(A run of records)

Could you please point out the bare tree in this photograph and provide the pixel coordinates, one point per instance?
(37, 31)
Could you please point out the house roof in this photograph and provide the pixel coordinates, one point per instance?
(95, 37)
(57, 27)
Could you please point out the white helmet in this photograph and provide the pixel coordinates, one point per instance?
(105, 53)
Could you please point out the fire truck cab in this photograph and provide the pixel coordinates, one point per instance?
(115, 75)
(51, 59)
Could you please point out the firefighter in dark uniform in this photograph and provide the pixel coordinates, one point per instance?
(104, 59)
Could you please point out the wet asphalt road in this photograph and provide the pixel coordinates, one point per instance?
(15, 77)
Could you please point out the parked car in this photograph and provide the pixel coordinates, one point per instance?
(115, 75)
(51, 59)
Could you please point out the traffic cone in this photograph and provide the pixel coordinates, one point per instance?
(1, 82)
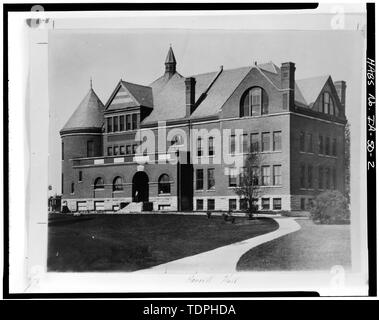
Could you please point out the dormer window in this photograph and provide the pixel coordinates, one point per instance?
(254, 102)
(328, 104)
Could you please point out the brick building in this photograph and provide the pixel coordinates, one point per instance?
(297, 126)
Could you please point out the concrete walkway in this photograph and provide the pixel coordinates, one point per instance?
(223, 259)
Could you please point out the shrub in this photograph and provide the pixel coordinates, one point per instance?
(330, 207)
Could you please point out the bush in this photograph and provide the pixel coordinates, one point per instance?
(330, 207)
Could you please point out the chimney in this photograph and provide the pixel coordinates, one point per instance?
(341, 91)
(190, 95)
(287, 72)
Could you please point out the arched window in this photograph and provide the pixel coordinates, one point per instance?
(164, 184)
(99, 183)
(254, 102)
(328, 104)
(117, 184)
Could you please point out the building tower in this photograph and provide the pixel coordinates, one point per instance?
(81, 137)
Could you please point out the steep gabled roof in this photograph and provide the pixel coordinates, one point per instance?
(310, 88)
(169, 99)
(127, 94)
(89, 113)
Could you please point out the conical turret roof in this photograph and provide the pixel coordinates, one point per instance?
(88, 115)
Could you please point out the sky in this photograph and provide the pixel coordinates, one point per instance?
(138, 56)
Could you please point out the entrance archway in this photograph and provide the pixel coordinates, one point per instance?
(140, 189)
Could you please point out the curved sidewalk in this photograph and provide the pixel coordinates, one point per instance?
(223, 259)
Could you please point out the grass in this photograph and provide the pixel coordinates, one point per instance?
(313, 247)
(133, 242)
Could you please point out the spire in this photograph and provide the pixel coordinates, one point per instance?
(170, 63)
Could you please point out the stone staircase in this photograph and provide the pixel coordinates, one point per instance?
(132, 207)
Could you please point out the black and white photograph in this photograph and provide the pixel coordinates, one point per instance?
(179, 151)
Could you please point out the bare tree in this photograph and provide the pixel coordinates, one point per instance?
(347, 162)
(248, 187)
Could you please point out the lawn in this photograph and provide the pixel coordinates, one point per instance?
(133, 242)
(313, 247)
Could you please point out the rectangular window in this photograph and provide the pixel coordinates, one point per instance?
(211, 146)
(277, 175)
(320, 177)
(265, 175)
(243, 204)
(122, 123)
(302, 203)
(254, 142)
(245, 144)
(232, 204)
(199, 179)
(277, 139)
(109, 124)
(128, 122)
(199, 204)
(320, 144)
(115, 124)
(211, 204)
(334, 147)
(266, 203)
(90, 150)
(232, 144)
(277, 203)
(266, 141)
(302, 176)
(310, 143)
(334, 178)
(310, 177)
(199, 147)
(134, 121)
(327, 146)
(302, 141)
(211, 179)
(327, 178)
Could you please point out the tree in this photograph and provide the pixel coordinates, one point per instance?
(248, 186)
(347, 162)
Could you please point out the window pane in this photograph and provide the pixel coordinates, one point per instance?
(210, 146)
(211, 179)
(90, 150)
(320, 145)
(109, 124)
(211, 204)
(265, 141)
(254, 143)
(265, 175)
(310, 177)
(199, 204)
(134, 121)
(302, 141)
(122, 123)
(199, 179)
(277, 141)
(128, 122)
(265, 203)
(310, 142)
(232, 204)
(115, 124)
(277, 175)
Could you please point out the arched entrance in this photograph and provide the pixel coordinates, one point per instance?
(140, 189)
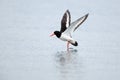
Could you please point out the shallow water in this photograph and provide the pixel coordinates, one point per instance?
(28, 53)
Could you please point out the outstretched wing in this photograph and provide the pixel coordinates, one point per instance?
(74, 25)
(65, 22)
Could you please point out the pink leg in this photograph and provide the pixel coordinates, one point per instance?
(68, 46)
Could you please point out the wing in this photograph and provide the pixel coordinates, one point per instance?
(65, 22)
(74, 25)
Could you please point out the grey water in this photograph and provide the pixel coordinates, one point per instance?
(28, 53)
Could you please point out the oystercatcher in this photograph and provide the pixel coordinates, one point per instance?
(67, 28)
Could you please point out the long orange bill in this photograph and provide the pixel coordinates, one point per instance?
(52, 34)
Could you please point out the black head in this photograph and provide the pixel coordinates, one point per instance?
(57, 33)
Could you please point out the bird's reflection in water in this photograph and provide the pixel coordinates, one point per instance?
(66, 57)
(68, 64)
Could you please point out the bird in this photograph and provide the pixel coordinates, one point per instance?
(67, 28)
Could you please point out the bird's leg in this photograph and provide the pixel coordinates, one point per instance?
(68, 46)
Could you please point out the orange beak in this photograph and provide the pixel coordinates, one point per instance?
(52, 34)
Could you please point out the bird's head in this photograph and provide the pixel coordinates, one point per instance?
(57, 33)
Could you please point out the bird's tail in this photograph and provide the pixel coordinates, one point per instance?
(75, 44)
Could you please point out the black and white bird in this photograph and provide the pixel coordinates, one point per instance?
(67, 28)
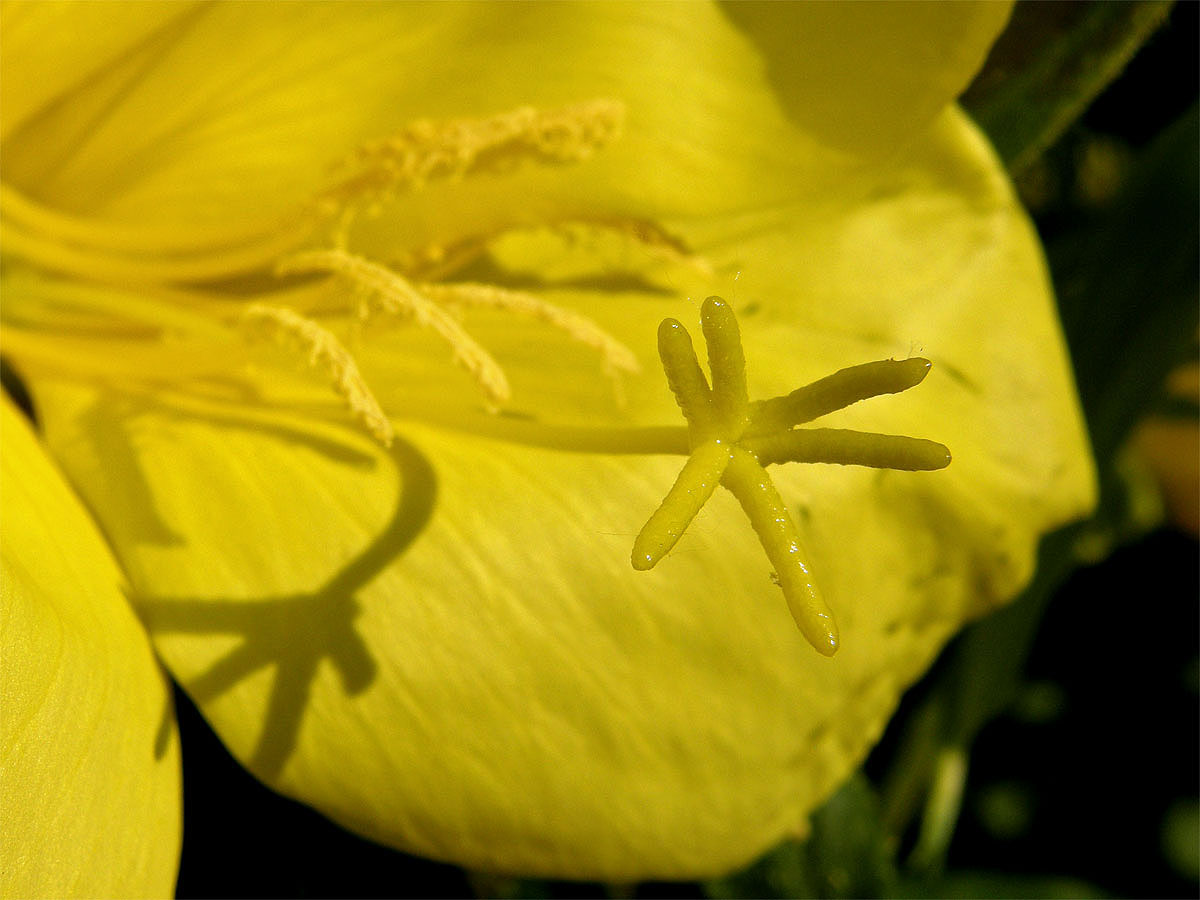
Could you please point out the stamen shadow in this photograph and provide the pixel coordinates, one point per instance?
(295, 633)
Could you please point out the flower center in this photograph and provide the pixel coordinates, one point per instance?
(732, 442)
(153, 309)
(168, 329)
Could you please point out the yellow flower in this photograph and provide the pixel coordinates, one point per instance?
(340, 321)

**EXERCISE OBJECTIVE**: Copy all of the lines above word for word, leaving the pictures out of your answer.

**EXERCISE ANSWER**:
Could you please point out the bare tree in this photograph and provide the pixel coordinates, one point per instance?
(37, 31)
Could you please point out the house roof in this photograph and provide the pixel coordinates, one point per instance?
(95, 37)
(57, 27)
Could you please point out the white helmet in this photograph and provide the pixel coordinates, one point per instance?
(105, 53)
Could you please point out the fire truck cab in this photograph and provide the pixel coordinates, one point per instance?
(115, 75)
(51, 59)
Could you please point out the firefighter in dark uniform in this photograph and provide the pixel coordinates, one point per instance?
(104, 59)
Could you please point out the wet asphalt road in this photograph and provide the pixel coordinates, one point per instance?
(15, 77)
Could you please point out the parked car in this photograph and provide the pixel coordinates, one point per instance?
(115, 75)
(51, 59)
Could you please point out the traffic cone in this photograph and provide the pixel coordinates, one point per instance?
(1, 82)
Could you please point out the dormer window in this photograph and provide the pixel coordinates, one point per instance?
(254, 102)
(328, 104)
Could you please point out the brick building in this photograph and provide the pixel coordinates, one point per instance?
(297, 126)
Could you please point out the concrete walkway in this photograph and provide the pixel coordinates, one point per instance?
(223, 259)
Could you please point out the shrub in this photograph and provide the pixel coordinates, one point per instance?
(330, 207)
Could you please point out the bush in this photograph and provide the pixel coordinates, one point per instance?
(330, 207)
Could you please point out the chimney in this photograph and provide the pixel coordinates, one point per instance?
(341, 91)
(190, 95)
(287, 72)
Could you please point out the arched window in this photograph and provide the pixel coordinates, one point per instance?
(164, 184)
(99, 183)
(254, 102)
(328, 104)
(117, 184)
Could you please point out the building tower in this photograph and provide the pixel coordinates, one point per instance?
(81, 137)
Could you please point out the steep gabled roof in this photograph and provide the pixel coordinates, one point per instance?
(310, 88)
(169, 99)
(127, 94)
(89, 113)
Could you please point out the conical turret roof in this photograph and provide the pixel coordinates, one point per instance?
(88, 115)
Could you please point out the sky in this photograph and provide the pixel coordinates, one point per instance?
(138, 56)
Could you please point out the entrance archway in this photograph and provide the pixel coordinates, one point per instance?
(140, 189)
Could you please point out the curved sidewalk in this photograph and provide the pixel coordinates, one point per instance?
(223, 259)
Could you please point out the grass in this photograph and provide the pixel coordinates, one point per instance?
(313, 247)
(133, 242)
Could you please point out the spire in this photograph and provide the pixel coordinates, one point per instance?
(170, 63)
Could you please point out the stone staircase in this photograph and provide the pixel coordinates, one point per instance?
(132, 207)
Could you please point out the black and white photograph in this photograph and provide the pixel coordinates, one point per instance?
(179, 151)
Could you please point out the bare tree in this photograph and provide the pixel coordinates, one point per instance?
(347, 162)
(248, 187)
Could you please point out the lawn in this photograph and provide the pixel coordinates, one point per instance?
(133, 242)
(313, 247)
Could you please point out the rectangular window in this photograph and provide the pixel coordinates, one point per instance?
(211, 146)
(277, 175)
(320, 177)
(265, 175)
(243, 204)
(122, 123)
(302, 203)
(254, 142)
(245, 144)
(232, 204)
(199, 179)
(277, 139)
(109, 124)
(128, 122)
(199, 204)
(320, 144)
(115, 124)
(211, 204)
(334, 147)
(266, 203)
(90, 150)
(232, 144)
(277, 203)
(266, 141)
(302, 176)
(310, 143)
(334, 178)
(310, 177)
(199, 147)
(134, 121)
(327, 146)
(302, 141)
(211, 179)
(327, 178)
Could you please point out the tree in this photograph and provide the pixel coordinates, one point per instance?
(248, 186)
(347, 162)
Could you please point out the window pane in this photograph and provide the pixel coordinates, one point per instance?
(210, 146)
(211, 179)
(90, 150)
(320, 145)
(109, 124)
(211, 204)
(265, 141)
(254, 143)
(265, 175)
(310, 177)
(199, 204)
(134, 121)
(302, 141)
(122, 123)
(199, 179)
(277, 141)
(128, 122)
(265, 203)
(310, 142)
(232, 204)
(115, 124)
(277, 175)
Could you please point out the arched entrance in this photograph and provide the pixel coordinates, one point per instance?
(140, 189)
Could you please point out the shallow water in this photograph and provide the pixel coordinates, one point per instance?
(28, 53)
Could you please point out the outstretched wing in this photograph and provide the pixel coordinates, one point per instance?
(74, 25)
(65, 22)
Could you please point out the pink leg in this photograph and provide the pixel coordinates, one point per instance?
(68, 46)
Could you please point out the wing in this photograph and provide the pixel coordinates, one point per instance?
(65, 22)
(74, 25)
Could you please point out the grey water in this photograph and provide the pixel coordinates, one point per instance?
(28, 53)
Could you please point out the oystercatcher in this photograph and provide the pixel coordinates, one point per instance?
(67, 28)
Could you please point out the long orange bill in this photograph and provide the pixel coordinates, one point per instance?
(52, 34)
Could you please point out the black head in this photograph and provide the pixel coordinates, one point per instance?
(57, 33)
Could you please point out the bird's reflection in water in this photograph and provide the pixel coordinates, one point per instance?
(66, 57)
(68, 64)
Could you please point out the bird in this photograph and provide the pixel coordinates, one point per instance?
(67, 28)
Could you please point out the bird's leg in this photograph and provide the pixel coordinates, one point per instance?
(68, 46)
Could you please point out the orange beak in this photograph and provide the pixel coordinates, one point per instance?
(52, 34)
Could you please point out the bird's head in this photograph and provide the pixel coordinates, one point per instance?
(57, 33)
Could you please point out the bird's tail in this photograph and provide the pixel coordinates, one point per instance?
(75, 44)
Could you please point out the black and white bird in this photograph and provide the pixel coordinates, one point per instance?
(67, 28)
Could you please point out the stamen shadow in this photograph and provide the pixel coordinates, one point per instance?
(295, 633)
Could you please point out the flower center in this photograph and provide the pixel coordinates, one point per instance?
(732, 442)
(153, 309)
(168, 329)
Could you please point out the yellow flower in this photograph and provide the pixel coordinates, one point per instance?
(340, 321)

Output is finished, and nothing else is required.